Excerpts from a segmentation dataset
★ ★ ★ ★ ★ ★ ★
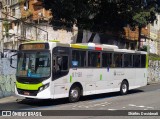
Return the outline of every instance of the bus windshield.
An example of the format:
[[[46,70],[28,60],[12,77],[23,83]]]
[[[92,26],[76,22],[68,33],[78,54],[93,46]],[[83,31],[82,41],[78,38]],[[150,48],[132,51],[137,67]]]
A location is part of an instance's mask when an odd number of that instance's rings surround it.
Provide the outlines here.
[[[18,53],[17,76],[42,78],[50,76],[49,52]]]

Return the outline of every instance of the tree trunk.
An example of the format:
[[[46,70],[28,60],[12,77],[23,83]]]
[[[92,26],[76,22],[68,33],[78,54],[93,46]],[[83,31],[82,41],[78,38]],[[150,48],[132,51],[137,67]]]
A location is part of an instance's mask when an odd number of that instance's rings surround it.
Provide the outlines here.
[[[82,43],[82,39],[83,39],[83,31],[78,30],[76,43]]]
[[[139,26],[138,27],[138,50],[140,50],[140,46],[141,46],[141,32],[142,32],[142,27]]]
[[[93,39],[94,39],[95,35],[96,35],[96,33],[92,33],[90,39],[88,40],[88,43],[93,42]]]

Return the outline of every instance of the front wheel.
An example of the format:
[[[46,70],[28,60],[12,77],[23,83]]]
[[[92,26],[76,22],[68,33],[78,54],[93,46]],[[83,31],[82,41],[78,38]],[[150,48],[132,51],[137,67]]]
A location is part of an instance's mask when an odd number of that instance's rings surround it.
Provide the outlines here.
[[[126,95],[128,93],[128,82],[127,81],[122,81],[121,87],[120,87],[120,93],[121,95]]]
[[[69,91],[69,102],[77,102],[80,98],[80,88],[78,86],[71,87]]]

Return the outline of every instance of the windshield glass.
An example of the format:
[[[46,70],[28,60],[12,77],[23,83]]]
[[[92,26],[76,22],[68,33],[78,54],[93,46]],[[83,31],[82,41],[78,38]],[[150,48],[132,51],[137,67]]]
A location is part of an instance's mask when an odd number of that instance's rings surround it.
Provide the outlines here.
[[[18,54],[17,76],[42,78],[49,75],[49,52],[21,52]]]

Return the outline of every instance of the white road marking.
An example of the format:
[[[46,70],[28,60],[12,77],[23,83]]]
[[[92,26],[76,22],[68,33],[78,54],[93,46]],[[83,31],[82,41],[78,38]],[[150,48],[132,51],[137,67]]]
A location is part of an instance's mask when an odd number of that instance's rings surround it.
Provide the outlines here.
[[[136,106],[136,105],[134,105],[134,104],[129,104],[129,106],[132,106],[132,107],[134,107],[134,106]]]
[[[145,106],[141,105],[141,106],[136,106],[136,107],[145,107]]]
[[[154,109],[154,107],[147,107],[147,108]]]

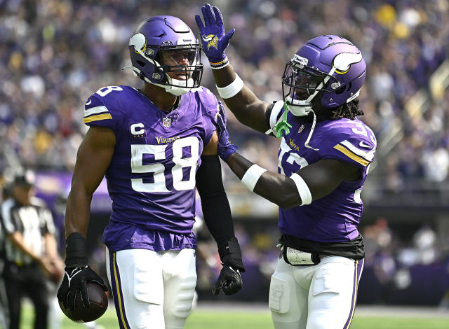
★ ★ ★ ★ ★ ★ ★
Reproduce every item above word for word, and leave the pictures out of your copy.

Problem solution
Return the outline of every instance of the bus windshield.
An example of the format:
[[[46,70],[28,60],[12,77],[23,83]]]
[[[92,26],[76,22],[68,33],[78,54],[93,46]],[[83,31],[82,41],[78,38]],[[150,48],[132,51],[137,67]]]
A location is part of an instance's mask when an odd number of that instance's rings surround it.
Provide the outlines here.
[[[18,53],[17,76],[42,78],[50,76],[49,52]]]

Return the outline of every instance of the tree trunk.
An example of the format:
[[[46,70],[28,60],[12,77],[23,83]]]
[[[92,26],[76,22],[68,33],[78,54],[93,46]],[[83,31],[82,41],[78,38]],[[150,48],[132,51],[137,67]]]
A location is part of an instance's mask when an odd number of that instance's rings surround it.
Provide the outlines here.
[[[82,43],[82,39],[83,39],[83,31],[78,30],[76,43]]]
[[[139,26],[138,27],[138,50],[140,50],[140,46],[141,46],[141,32],[142,32],[142,27]]]
[[[93,39],[94,39],[95,35],[96,35],[96,33],[92,33],[90,39],[88,40],[88,43],[93,42]]]

Return the outline of every instance of the front wheel.
An example of the format:
[[[46,70],[28,60],[12,77],[23,83]]]
[[[92,26],[76,22],[68,33],[78,54],[93,46]],[[83,31],[82,41],[78,38]],[[150,48],[132,51],[137,67]]]
A location is part of an instance's mask when an odd number of that instance's rings surround it.
Provide the outlines here.
[[[126,95],[128,93],[128,82],[127,81],[122,81],[121,87],[120,87],[120,93],[121,95]]]
[[[69,91],[69,102],[77,102],[80,98],[80,88],[78,86],[71,87]]]

Return the outline of every instance of the windshield glass.
An example of the format:
[[[46,70],[28,60],[12,77],[23,83]]]
[[[92,26],[76,22],[68,33],[78,54],[93,46]],[[83,31],[82,41],[78,38]],[[150,48],[132,51],[137,67]]]
A location is part of an instance's mask when an odd number of that instance's rings surround it.
Provide the outlines here.
[[[18,54],[17,76],[42,78],[49,75],[49,52],[21,52]]]

Return the outline of every instance of the white road marking.
An example of the format:
[[[46,70],[28,60],[12,77],[23,83]]]
[[[92,26],[76,22],[68,33],[78,54],[93,46]],[[83,31],[82,41],[78,38]],[[150,48],[132,51],[137,67]]]
A location is part of an instance's mask when an odd number of that instance's rings surround it.
Provide the outlines here.
[[[136,106],[136,105],[134,105],[134,104],[129,104],[129,106],[132,106],[132,107],[134,107],[134,106]]]
[[[145,106],[141,105],[141,106],[136,106],[136,107],[145,107]]]
[[[154,109],[154,107],[147,107],[147,108]]]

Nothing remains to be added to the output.